## Page text
------

Friday, June 12, 2009

The Love Dare--Day 27

Eliminate the poison of unrealistic expectations in your home. Think of one area where your spouse has told you you’re expecting too much, and tell them you’re sorry for being so hard on them about it. Promise them you’ll seek to understand, and assure them of your unconditional love.

I think one big thing lately is that I feel the foster care side of thing falls on me. I'm the one home most of the time so most of the child-care falls on me. He's been wanting to rest and lay low after dinner, so I feel like I've had to pick up more of their care after dinner and before bed, whereas before he was helping me more often. I got kind of upset the other night because I was really short on patience and they were being handfuls and they needed a bath and the hubby wanted to lay on the couch. Later, he told me that I needed to ask him for help. I guess I just feel that he should know that I need a break from taking care of the kids and step in (he was doing it before, why all of a sudden did it change and now I have to ask?). Anyway, I feel a lot of pressure with trying to get everything done in time for Baby J's adoption, our regular paperwork stuff always falls on me, and then I get to be the one that is home to do their therapy and stuff as well all the time. It's a lot taking care of these kids and dealing with all the therapy and the paperwork and their social lives and so forth and I just wish he could understand that better sometimes. He is ready to go back to work after 2-3 days with them... But, I need to realize that just because I have a way that I do things, that he doesn't need to meet that same standard. I need to be more appreciative of the help that he does give me.

------

[Dataset entries]
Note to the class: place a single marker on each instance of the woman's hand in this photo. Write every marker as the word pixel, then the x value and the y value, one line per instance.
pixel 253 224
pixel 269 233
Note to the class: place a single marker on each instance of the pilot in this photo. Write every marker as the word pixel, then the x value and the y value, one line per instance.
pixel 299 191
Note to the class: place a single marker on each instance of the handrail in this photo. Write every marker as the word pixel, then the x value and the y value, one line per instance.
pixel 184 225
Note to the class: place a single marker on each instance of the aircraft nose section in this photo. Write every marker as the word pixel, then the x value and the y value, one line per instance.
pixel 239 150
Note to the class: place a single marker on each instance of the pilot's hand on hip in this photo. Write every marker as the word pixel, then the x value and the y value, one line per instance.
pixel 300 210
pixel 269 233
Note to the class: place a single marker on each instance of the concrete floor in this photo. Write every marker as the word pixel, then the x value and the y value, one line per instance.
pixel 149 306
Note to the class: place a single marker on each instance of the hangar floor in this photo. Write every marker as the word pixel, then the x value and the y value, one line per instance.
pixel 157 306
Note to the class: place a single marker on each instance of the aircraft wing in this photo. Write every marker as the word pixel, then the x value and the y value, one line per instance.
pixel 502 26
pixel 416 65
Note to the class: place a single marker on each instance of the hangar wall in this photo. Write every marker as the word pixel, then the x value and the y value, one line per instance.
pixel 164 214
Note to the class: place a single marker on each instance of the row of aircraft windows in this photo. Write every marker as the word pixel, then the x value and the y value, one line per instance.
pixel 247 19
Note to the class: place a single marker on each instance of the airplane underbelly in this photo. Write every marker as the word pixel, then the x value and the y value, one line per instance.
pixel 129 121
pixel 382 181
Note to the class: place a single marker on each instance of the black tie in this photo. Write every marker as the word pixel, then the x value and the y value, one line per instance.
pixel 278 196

------

## Parts of the exercise
1. Answer these from the Love Dare post:
(a) Which day of The Love Dare is the post about?
(b) According to the dare, what should you promise your spouse?
(c) Whose adoption is the writer trying to get everything done in time for?
2. From the Love Dare post, list every action the Day 27 dare tells the reader to take.

## Answers by item number
1.
(a) Day 27
(b) That you'll seek to understand
(c) Baby J's

2.
- Eliminate the poison of unrealistic expectations in your home
- Think of one area where your spouse has told you you're expecting too much
- Tell them you're sorry for being so hard on them about it
- Promise them you'll seek to understand
- Assure them of your unconditional love